● Exercise: Repeat the listing in full. Nothing may be added or left out.

[Information provided start]

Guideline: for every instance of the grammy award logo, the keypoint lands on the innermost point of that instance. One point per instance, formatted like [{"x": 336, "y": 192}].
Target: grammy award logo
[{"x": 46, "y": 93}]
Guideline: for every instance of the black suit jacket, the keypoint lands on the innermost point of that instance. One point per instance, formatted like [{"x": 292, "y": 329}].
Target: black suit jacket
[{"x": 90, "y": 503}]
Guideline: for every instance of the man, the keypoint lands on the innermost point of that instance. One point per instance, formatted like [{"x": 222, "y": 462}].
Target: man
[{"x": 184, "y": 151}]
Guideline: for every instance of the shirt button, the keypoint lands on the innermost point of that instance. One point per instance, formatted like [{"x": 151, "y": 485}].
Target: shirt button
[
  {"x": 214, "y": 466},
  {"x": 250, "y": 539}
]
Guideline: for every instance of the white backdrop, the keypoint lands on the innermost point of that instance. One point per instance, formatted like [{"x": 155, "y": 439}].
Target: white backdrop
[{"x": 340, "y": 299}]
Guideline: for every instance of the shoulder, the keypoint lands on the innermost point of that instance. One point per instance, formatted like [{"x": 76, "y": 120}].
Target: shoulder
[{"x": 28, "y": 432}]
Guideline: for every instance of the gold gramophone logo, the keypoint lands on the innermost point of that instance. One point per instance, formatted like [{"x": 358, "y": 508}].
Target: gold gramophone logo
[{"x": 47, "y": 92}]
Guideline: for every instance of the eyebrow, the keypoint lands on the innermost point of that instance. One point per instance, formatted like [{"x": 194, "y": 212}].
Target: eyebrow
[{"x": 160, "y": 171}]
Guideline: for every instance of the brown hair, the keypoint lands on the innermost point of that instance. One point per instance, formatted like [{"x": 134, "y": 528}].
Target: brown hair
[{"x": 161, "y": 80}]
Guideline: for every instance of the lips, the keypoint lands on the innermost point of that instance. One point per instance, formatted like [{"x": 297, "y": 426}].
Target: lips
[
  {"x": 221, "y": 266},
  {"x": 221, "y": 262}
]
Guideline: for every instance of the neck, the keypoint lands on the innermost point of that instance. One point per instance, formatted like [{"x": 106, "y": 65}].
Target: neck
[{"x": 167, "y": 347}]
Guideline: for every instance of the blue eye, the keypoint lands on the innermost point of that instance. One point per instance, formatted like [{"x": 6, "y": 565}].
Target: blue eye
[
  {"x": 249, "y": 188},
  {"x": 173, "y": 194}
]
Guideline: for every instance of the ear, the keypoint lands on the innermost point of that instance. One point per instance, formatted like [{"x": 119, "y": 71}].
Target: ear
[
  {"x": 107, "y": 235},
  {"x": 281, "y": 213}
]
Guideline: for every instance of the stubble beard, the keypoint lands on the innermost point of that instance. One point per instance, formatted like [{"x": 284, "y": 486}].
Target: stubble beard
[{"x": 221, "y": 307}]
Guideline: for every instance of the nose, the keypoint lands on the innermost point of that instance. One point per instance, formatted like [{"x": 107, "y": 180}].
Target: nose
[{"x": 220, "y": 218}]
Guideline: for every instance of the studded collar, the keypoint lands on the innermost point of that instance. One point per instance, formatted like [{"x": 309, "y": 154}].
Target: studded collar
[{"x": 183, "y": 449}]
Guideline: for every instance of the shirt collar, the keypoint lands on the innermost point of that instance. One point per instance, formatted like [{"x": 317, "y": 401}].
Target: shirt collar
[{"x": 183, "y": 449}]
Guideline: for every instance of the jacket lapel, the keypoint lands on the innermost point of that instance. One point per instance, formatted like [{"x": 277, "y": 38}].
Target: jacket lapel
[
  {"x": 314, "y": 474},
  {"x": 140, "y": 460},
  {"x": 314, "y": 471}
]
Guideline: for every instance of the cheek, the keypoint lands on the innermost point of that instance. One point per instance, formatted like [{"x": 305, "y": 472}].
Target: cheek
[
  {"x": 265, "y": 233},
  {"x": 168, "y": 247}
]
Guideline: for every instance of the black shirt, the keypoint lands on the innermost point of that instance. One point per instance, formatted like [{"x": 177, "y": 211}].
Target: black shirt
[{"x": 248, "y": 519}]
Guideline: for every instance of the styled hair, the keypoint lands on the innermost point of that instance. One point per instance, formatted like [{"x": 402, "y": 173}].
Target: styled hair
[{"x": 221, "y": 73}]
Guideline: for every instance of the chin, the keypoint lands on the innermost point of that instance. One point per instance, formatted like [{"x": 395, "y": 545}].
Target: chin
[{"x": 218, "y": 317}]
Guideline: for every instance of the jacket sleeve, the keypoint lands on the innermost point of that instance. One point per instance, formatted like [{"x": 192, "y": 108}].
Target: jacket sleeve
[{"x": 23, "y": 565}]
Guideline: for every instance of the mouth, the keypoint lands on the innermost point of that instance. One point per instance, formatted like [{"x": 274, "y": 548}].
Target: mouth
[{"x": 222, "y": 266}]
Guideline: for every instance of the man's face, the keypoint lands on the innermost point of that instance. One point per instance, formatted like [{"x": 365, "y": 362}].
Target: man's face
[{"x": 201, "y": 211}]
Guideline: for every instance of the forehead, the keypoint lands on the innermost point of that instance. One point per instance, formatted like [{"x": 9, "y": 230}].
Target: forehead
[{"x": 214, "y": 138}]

[Information provided end]

● Task result:
Guideline: for every instance of the grammy award logo, the keypoint lands on the innermost point of that instance. One point per instance, formatted like [{"x": 336, "y": 192}].
Target: grammy award logo
[{"x": 46, "y": 93}]
Guideline: for every instance of the black suit jacket, the keypoint lands on the innermost point of that instance. One point per instance, formatted like [{"x": 292, "y": 329}].
Target: black suit jacket
[{"x": 90, "y": 503}]
Guideline: for every instance of the man, the keypoint lands on the innermost point of that instance. One point per instance, formatted like [{"x": 222, "y": 462}].
Target: man
[{"x": 184, "y": 151}]
Guideline: for every instance of the shirt button, the keypoint lands on the innermost point of that instance. One point per instance, formatted like [{"x": 151, "y": 485}].
Target: shirt button
[
  {"x": 214, "y": 466},
  {"x": 250, "y": 539}
]
Guideline: for every instance of the white backdrop, the keypoint lands on the innermost point of that instance. One point per instance, formatted like [{"x": 155, "y": 439}].
Target: white backdrop
[{"x": 340, "y": 299}]
Guideline: for every instance of the shoulder, the keypoint lands on the innermost point of that instance. One point per instance, formatted like [{"x": 76, "y": 120}].
Target: shoulder
[{"x": 28, "y": 432}]
Guideline: for every instance of the gold gramophone logo, the keypoint lands on the innermost point of that instance. One point per instance, formatted like [{"x": 358, "y": 508}].
Target: gold gramophone logo
[{"x": 47, "y": 92}]
Guideline: for every instance of the eyebrow, the keypoint lands on the innermost point of that instance. One point per instance, formatted like [{"x": 194, "y": 212}].
Target: eyebrow
[{"x": 160, "y": 171}]
Guideline: for every instance of the brown hair, the keypoint lands on the innermost point of that instance. One point per instance, formatted like [{"x": 134, "y": 528}].
Target: brown hair
[{"x": 161, "y": 80}]
Guideline: for every instance of the lips, the keypoint lands on the innermost point of that instance. One point per instance, formatted like [{"x": 297, "y": 426}].
Target: lips
[
  {"x": 221, "y": 266},
  {"x": 221, "y": 262}
]
Guideline: for every instance of the neck, the keypoint lands on the innermost point of that instance. One point per instance, formatted like [{"x": 106, "y": 65}].
Target: neck
[{"x": 167, "y": 347}]
Guideline: for every instance of the blue eye, the keypoint lands on the innermost point of that instance. One point per instance, formatted like [{"x": 6, "y": 565}].
Target: blue eye
[
  {"x": 249, "y": 188},
  {"x": 173, "y": 194}
]
Guideline: for every instance of the ear, the keypoint lands on the innermost point of that instance. One point per instance, formatted like [{"x": 119, "y": 71}].
Target: ear
[
  {"x": 107, "y": 235},
  {"x": 281, "y": 213}
]
Guideline: for every instance of the stubble beard, the keypoint lands on the innermost point of that instance. One point per instance, formatted like [{"x": 284, "y": 486}].
Target: stubble beard
[{"x": 221, "y": 307}]
Guideline: for every instance of the nose, the keypoint lands on the innermost point of that instance. One point per instance, formatted like [{"x": 107, "y": 180}].
Target: nose
[{"x": 220, "y": 218}]
Guideline: for every instance of the studded collar, the keypoint lands on the innermost point of that instance. One point per instance, formatted like [{"x": 309, "y": 154}].
Target: studded collar
[{"x": 183, "y": 449}]
Guideline: for every instance of the shirt collar, the keypoint lands on the innermost point of that instance. One point per instance, formatted like [{"x": 317, "y": 401}].
Target: shirt collar
[{"x": 183, "y": 449}]
Guideline: for every instance of the jacket lapel, the keypoint lands on the innermost point of that instance. One point per instance, formatted like [{"x": 277, "y": 38}].
Target: jacket lapel
[
  {"x": 314, "y": 474},
  {"x": 140, "y": 460},
  {"x": 314, "y": 471}
]
Guideline: for every instance of the cheek, the keypoint lands on the innermost point of that instance. One point per instance, formatted like [{"x": 305, "y": 472}].
Target: cheek
[
  {"x": 265, "y": 233},
  {"x": 168, "y": 247}
]
Guideline: for every instance of the black shirt, the keypoint lands on the innermost point of that instance. One point per instance, formatted like [{"x": 177, "y": 211}].
Target: black shirt
[{"x": 248, "y": 519}]
Guideline: for every instance of the styled hair, the keypoint lands on the innermost point of that instance. One point per instance, formatted like [{"x": 402, "y": 173}].
Target: styled hair
[{"x": 221, "y": 73}]
Guideline: for every instance of the chin, the keypoint lands on the innermost point of that instance. One point per instance, formatted like [{"x": 395, "y": 545}].
Target: chin
[{"x": 218, "y": 317}]
Guideline: for every instance of the jacket sleeve, the keypoint lands on the innermost point of that instance. One point per instance, formatted like [{"x": 192, "y": 108}].
Target: jacket sleeve
[{"x": 23, "y": 565}]
Guideline: for every instance of the mouth, the keypoint lands on the innermost point of that instance. One point per instance, formatted like [{"x": 274, "y": 548}].
Target: mouth
[{"x": 222, "y": 266}]
Guideline: for every instance of the man's face, the keypoint lands on the innermost point of that instance. One point per instance, formatted like [{"x": 365, "y": 362}].
Target: man's face
[{"x": 201, "y": 211}]
Guideline: for every instance of the forehead, the keypoint lands on the innermost point of that instance. One point per instance, formatted like [{"x": 9, "y": 230}].
Target: forehead
[{"x": 214, "y": 138}]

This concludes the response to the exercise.